(Stored data entries)
(begin)

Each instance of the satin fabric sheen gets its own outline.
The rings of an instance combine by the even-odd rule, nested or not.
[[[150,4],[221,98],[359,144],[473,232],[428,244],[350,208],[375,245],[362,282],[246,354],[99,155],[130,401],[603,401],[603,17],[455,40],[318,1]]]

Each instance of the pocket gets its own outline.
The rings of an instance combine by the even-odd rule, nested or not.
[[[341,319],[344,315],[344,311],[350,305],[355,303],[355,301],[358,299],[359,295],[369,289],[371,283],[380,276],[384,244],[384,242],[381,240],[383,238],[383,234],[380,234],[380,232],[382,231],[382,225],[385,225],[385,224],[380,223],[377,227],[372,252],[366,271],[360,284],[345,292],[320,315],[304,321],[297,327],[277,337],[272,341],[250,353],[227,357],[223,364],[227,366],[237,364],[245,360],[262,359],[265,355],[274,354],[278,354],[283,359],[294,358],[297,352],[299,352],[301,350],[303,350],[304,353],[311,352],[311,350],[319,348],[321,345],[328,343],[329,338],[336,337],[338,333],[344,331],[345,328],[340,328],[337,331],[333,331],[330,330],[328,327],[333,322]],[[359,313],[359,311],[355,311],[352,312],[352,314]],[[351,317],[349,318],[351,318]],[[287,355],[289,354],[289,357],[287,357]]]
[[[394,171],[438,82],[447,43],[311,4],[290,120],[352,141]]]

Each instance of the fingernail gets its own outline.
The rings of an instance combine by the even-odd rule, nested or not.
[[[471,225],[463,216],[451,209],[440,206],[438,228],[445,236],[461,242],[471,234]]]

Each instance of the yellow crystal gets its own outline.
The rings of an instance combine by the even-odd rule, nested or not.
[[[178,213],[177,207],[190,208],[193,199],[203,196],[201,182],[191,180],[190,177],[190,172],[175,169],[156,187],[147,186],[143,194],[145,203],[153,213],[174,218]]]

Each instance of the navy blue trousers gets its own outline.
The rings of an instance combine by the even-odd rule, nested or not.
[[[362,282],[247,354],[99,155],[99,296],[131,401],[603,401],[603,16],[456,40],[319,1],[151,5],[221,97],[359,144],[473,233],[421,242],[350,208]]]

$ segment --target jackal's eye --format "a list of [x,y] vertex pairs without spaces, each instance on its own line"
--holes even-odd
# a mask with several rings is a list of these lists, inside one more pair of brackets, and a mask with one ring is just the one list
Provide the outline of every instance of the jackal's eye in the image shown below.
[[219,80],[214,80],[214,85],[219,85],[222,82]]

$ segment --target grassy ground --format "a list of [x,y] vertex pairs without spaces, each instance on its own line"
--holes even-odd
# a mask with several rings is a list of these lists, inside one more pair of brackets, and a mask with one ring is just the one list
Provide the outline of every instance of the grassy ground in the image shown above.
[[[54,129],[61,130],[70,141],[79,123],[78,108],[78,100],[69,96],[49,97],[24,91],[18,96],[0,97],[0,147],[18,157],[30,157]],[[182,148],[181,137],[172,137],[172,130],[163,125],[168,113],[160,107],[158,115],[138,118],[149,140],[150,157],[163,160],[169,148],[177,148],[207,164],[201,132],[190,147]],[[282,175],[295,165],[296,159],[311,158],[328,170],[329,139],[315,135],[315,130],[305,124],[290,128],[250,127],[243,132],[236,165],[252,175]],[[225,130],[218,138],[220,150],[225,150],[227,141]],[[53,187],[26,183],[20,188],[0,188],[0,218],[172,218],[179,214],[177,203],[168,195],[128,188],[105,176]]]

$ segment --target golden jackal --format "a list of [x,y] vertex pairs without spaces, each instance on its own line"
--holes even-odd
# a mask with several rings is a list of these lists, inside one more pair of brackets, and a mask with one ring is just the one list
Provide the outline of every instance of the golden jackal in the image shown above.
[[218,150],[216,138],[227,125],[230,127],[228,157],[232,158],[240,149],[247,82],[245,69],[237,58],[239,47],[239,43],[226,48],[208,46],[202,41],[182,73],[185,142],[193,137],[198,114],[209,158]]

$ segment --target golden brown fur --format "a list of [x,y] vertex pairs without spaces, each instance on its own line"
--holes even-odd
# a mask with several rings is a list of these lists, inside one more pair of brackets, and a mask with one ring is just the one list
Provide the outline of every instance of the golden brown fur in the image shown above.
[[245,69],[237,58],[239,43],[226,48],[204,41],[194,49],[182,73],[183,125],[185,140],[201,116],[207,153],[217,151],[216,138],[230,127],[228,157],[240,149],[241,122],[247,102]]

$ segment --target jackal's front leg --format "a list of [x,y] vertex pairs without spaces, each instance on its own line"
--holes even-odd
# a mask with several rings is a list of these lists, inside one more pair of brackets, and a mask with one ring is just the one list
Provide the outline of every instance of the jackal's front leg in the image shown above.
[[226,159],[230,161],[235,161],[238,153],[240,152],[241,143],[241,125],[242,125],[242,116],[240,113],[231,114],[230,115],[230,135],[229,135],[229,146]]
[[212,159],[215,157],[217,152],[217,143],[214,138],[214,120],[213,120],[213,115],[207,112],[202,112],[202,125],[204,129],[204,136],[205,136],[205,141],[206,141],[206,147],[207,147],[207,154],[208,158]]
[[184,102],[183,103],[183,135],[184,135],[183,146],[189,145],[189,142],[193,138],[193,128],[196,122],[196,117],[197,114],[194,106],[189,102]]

(end)

Return all the data above once more, precisely as given.

Solution to the problem:
Each instance of the satin fabric sheen gets its own outline.
The rings of an instance combine by the even-odd rule, nested or not.
[[[150,4],[221,98],[359,144],[473,232],[428,244],[350,208],[375,245],[362,282],[246,354],[99,155],[130,401],[603,401],[603,17],[455,40],[318,1]]]

Each instance of the pocket gets its own outline.
The rings of an instance combine by the even-odd rule, nested or not.
[[[341,319],[344,315],[344,311],[350,305],[355,303],[355,301],[358,299],[359,295],[369,289],[371,283],[380,276],[384,244],[384,242],[381,240],[383,238],[383,234],[380,234],[380,232],[382,231],[382,225],[385,225],[385,224],[380,223],[377,227],[372,252],[366,271],[360,284],[345,292],[320,315],[304,321],[297,327],[277,337],[272,341],[250,353],[227,357],[223,364],[227,366],[237,364],[245,360],[262,359],[265,355],[274,354],[278,354],[283,359],[294,358],[297,352],[299,352],[301,350],[303,350],[304,353],[311,352],[311,350],[319,348],[321,345],[328,343],[329,338],[336,337],[338,333],[344,331],[345,328],[340,328],[337,331],[333,331],[330,330],[328,327],[333,322]],[[359,313],[359,311],[355,311],[352,312],[352,314]],[[351,317],[349,318],[351,318]],[[287,355],[289,354],[289,357],[287,357]]]
[[[394,171],[438,82],[447,43],[311,4],[290,120],[352,141]]]

Each instance of the fingernail gets its own outline.
The rings of an instance combine by the even-odd rule, nested or not.
[[[471,225],[463,216],[451,209],[440,206],[438,228],[445,236],[461,242],[471,234]]]

Each instance of the yellow crystal gets its own outline.
The rings of an instance combine by the even-odd rule, nested or not.
[[[178,213],[177,207],[190,208],[193,199],[203,196],[201,182],[191,180],[190,177],[190,172],[175,169],[156,187],[147,186],[143,194],[145,203],[153,213],[174,218]]]

Each instance of the navy blue trousers gets its own outline.
The rings of an instance combine by the even-odd rule, nested or not.
[[[362,282],[247,354],[99,155],[99,296],[131,401],[603,401],[603,16],[456,40],[319,1],[151,5],[221,97],[359,144],[473,233],[421,242],[350,208]]]

$ segment --target jackal's eye --format "a list of [x,y] vertex pairs without spaces, each instance on its own line"
--holes even-odd
# a mask with several rings is a list of these lists, inside one more pair of brackets, and a mask with one ring is just the one list
Provide the outline of every instance of the jackal's eye in the image shown below.
[[219,80],[214,80],[214,85],[219,85],[222,82]]

$ segment --target grassy ground --format "a list of [x,y] vertex pairs without spaces, each instance on its own line"
--holes even-odd
# a mask with several rings is a list of these lists, inside one more pair of brackets, and a mask with one ring is just the one list
Provide the outline of every instance of the grassy ground in the image shown above.
[[[54,129],[61,130],[70,141],[79,123],[78,108],[78,100],[69,96],[49,97],[24,91],[18,96],[0,97],[0,147],[18,157],[30,157]],[[182,148],[181,137],[172,137],[172,130],[163,125],[168,113],[160,107],[158,115],[138,118],[149,140],[150,157],[163,160],[169,148],[177,148],[207,164],[201,132],[190,147]],[[282,175],[295,165],[296,159],[311,158],[328,170],[329,139],[315,135],[315,130],[305,124],[290,128],[250,127],[243,132],[236,165],[252,175]],[[225,130],[218,138],[220,150],[225,150],[227,141]],[[53,187],[26,183],[20,188],[0,188],[0,218],[172,218],[179,214],[177,203],[168,195],[128,188],[105,176]]]

$ segment --target golden jackal --format "a list of [x,y] vertex pairs without spaces, each instance on its own line"
--holes even-odd
# a mask with several rings is a list of these lists, inside one more pair of brackets, and a mask with one ring is just the one list
Provide the outline of every instance of the golden jackal in the image shown above.
[[218,150],[216,138],[227,125],[230,127],[228,157],[232,158],[240,149],[247,82],[245,69],[237,58],[239,47],[239,43],[226,48],[208,46],[202,41],[182,73],[185,142],[193,137],[198,114],[209,158]]

$ segment --target golden brown fur --format "a list of [x,y] vertex pairs without spaces, each instance on its own line"
--holes even-odd
# a mask with several rings is a list of these lists, inside one more pair of brackets, and a mask with one ring is just the one list
Provide the outline of every instance of the golden brown fur in the image shown above.
[[245,69],[237,58],[239,43],[226,48],[204,41],[194,49],[182,73],[183,125],[185,140],[201,116],[207,153],[217,151],[216,138],[230,127],[228,157],[240,149],[241,122],[247,102]]

$ segment --target jackal's front leg --format "a list of [x,y] vertex pairs without spaces, each instance on its own line"
--holes even-odd
# a mask with several rings is a list of these lists, inside one more pair of brackets, and a mask with one ring is just the one list
Provide the outline of every instance of the jackal's front leg in the image shown above.
[[226,159],[230,161],[235,161],[238,153],[240,152],[241,143],[241,125],[242,125],[242,116],[240,113],[231,114],[230,115],[230,135],[229,135],[229,146]]
[[212,159],[215,157],[217,152],[217,143],[214,138],[214,120],[213,120],[213,115],[207,112],[202,112],[202,125],[204,129],[204,136],[205,136],[205,141],[206,141],[206,147],[207,147],[207,154],[208,158]]
[[184,102],[183,103],[183,135],[184,135],[183,146],[189,145],[189,142],[193,138],[193,128],[196,122],[196,117],[197,114],[194,106],[189,102]]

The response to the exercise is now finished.